BEGIN GIVEN PASSAGE

Debugging a TTY race condition on M1 (memory ordering dragons)

Mon Aug 15 04:16:56 PDT 2022

Hi all,

I'm trying to debug a TTY layer race on Apple M1 machines, and I'm deep
enough into the rabbit hole that I could use some suggestions/help
figuring out how to continue approaching this.

The issue is that when the cdc-acm driver pushes some data into the TTY
in quick succession (two USB packets), with an active userspace reader,
sometimes the second packet ends up in limbo and never gets delivered to
the ldisc (until more data arrives). This quickly reproduces (within a
second or two) by running this [1] script on an M1 Pro or M1 Max with
another M1 machine connected running the m1n1 proxy, using the Asahi
Linux kernels we ship to end users right now. It does not reproduce with
a random monolithic test kernel I have, so clearly there is some
difference there, but I haven't tried to bisect that yet.

This is already having gone through blaming my m1n1 code, our dwc3
driver, my AIC IRQ controller code, the CDC-ACM driver, etc, but I'll
skip those parts. The rabbit hole goes deeper.

END GIVEN PASSAGE
BEGIN STORED ROWS

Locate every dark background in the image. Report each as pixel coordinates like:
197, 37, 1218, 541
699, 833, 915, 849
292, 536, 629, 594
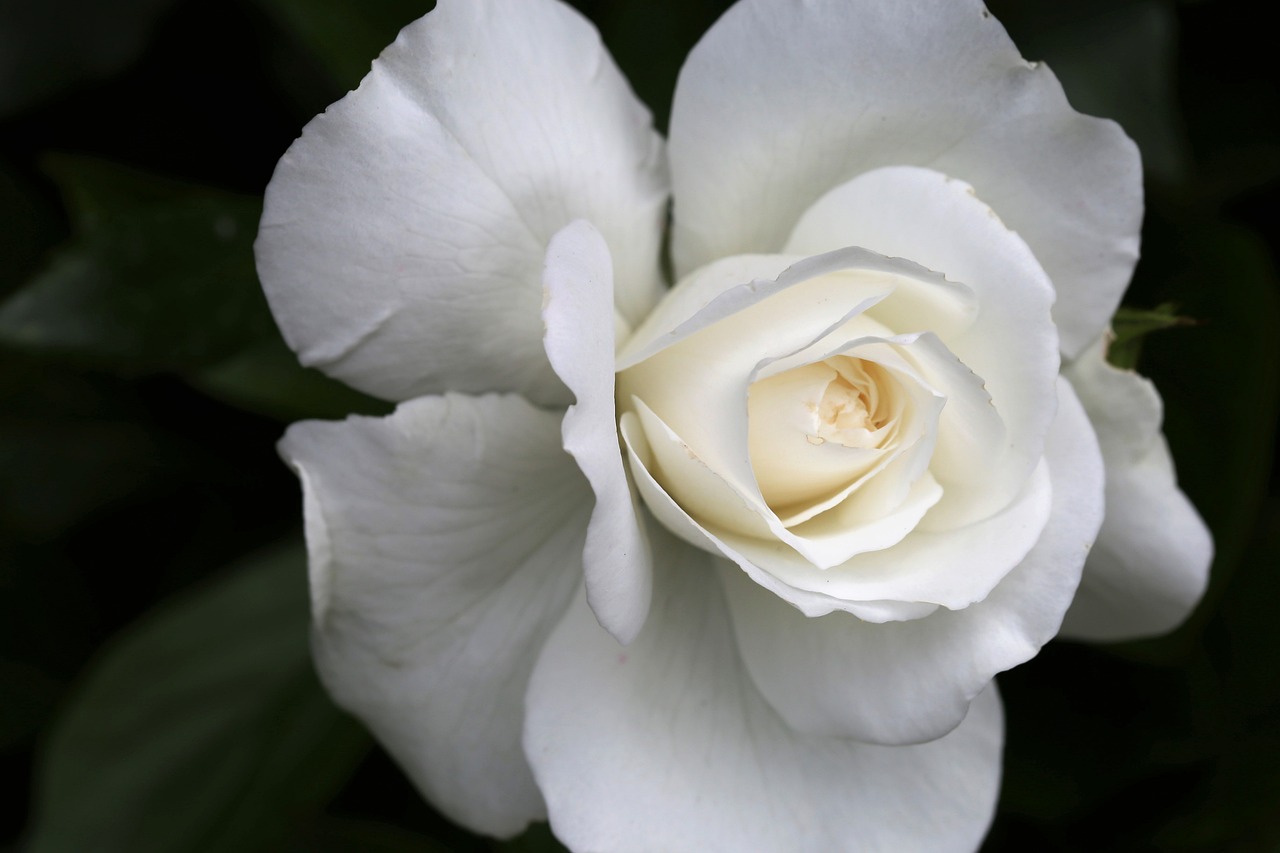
0, 0, 1280, 852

END STORED ROWS

PROBLEMS:
1. Reproduce the M1 TTY race post between "Debugging a TTY" and "continue approaching this.", inclusive.
2. Pick up the M1 TTY race post after its final sentence and write what comes next.

FINAL ANSWERS:
1.
Debugging a TTY race condition on M1 (memory ordering dragons)

Mon Aug 15 04:16:56 PDT 2022

Hi all,

I'm trying to debug a TTY layer race on Apple M1 machines, and I'm deep
enough into the rabbit hole that I could use some suggestions/help
figuring out how to continue approaching this.

2.
Code context:

static inline void tty_flip_buffer_commit(struct tty_buffer *tail)
{
	smp_store_release(&tail->commit, tail->used);
}

void tty_flip_buffer_push(struct tty_port *port)
{
	struct tty_bufhead *buf = &port->buf;

	tty_flip_buffer_commit(buf->tail);
	queue_work(system_unbound_wq, &buf->work);

}

/* This is the work function */
static void flush_to_ldisc(struct work_struct *work)
{
[...]
	while (1) {
		[...]
		count = smp_load_acquire(&head->commit) - head->read;
		if (!count) {
			if (next == NULL)
				break;
			[...]
		}
		// do stuff with the buffer
		[...]
	}
[...]
}

Commit is accessed with acquire/release ops, which compile down to LDAR
and STLR.

With the test case, two packets end up getting pushed to the TTY: 1024
bytes and 186 bytes (total 1210). What I observe is that sometimes,
after commit is set to 1210, queue_work() returns false (indicating that
work is already queued and hasn't begun executing yet), yet the last
work function execution only sees commit==1024. When this happens,
flush_to_ldisc and queue_work were both executing within a microsecond
or two of each other:

[    5.408251] queue_work() ret false (commit=1210)
[    5.410367] flush_to_ldisc() commit=1210
644
[    5.410984] flush_to_ldisc() commit=1024
[    5.411570] flush_to_ldisc() commit=1210
645
[    5.412202] flush_to_ldisc() commit=1024
[    5.412785] flush_to_ldisc() commit=1210
646
[    5.413630] flush_to_ldisc() commit=1024
[    5.413631] queue_work() ret false (commit=1210)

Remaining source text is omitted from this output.